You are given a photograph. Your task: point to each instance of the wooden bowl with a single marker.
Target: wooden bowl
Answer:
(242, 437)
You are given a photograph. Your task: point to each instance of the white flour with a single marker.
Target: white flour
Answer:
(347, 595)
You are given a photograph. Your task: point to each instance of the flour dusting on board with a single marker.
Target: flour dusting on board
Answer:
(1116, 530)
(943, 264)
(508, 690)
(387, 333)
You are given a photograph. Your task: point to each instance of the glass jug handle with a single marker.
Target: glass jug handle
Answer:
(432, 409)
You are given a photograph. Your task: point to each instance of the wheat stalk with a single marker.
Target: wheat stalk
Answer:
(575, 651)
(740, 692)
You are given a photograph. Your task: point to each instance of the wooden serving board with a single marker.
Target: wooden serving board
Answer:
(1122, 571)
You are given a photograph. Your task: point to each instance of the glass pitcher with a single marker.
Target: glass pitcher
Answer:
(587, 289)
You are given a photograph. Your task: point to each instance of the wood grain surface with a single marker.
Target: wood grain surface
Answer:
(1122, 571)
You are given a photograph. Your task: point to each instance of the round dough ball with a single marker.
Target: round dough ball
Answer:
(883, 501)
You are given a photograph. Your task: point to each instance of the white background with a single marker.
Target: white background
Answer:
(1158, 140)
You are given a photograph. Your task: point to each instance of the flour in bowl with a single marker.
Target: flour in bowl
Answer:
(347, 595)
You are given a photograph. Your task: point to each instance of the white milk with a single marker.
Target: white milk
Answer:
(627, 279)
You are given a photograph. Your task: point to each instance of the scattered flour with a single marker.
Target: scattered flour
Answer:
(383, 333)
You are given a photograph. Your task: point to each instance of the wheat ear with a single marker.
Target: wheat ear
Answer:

__INSTRUCTIONS TO FOLLOW__. Retype all of the material above with every character intact.

__TASK ANSWER__.
You are given a photograph. Your task: point to each instance of the wooden bowl with a single marker.
Target: wooden bowl
Answer:
(242, 437)
You are given a photograph. Your task: point to each instance of the white flour with a single marker.
Target: white flour
Answer:
(347, 595)
You are given a photograph. Your task: point to each instance of the flour dusting on board with a single marker.
Target: flour dusting on board
Answer:
(1116, 530)
(943, 264)
(508, 690)
(387, 333)
You are given a photograph. Your task: point to each instance of the glass jug handle with a single marker.
Target: glass jug handle
Answer:
(432, 409)
You are given a photograph. Your task: point to each instance of the wheat stalk with a single marker.
Target: wheat stalk
Answer:
(575, 651)
(740, 692)
You are given a photograph. Your task: point to each instance of the wooden serving board with a single marker.
Target: wooden serving board
Answer:
(1122, 571)
You are given a photograph. Your task: point to each instance of the glass pitcher with a single marker.
Target: glass pitcher
Answer:
(587, 289)
You are given a photograph. Your task: point to each instance of the wood grain surface with a single marker.
Target: wood grain surface
Answer:
(1122, 571)
You are given a photograph. Your task: point to each instance of the round dough ball with a single marker.
Target: round dough ball
Answer:
(883, 501)
You are given a photograph. Your task: point to each instance of the white background with a single marker.
Target: white background
Answer:
(1158, 140)
You are given a photograph. Your task: point to each instance of the flour in bowl with a single marker.
Target: flour in bowl
Answer:
(347, 595)
You are given a photograph. Your task: point to each instance of the white milk with a single marker.
Target: white milk
Answer:
(627, 279)
You are given a photograph. Your task: point to each instance of the scattered flour with a single marker.
Target: scattered flour
Answer:
(383, 333)
You are given a photograph. Your task: point to each instance of the wheat ear with a single marker.
Target: wheat ear
Answer:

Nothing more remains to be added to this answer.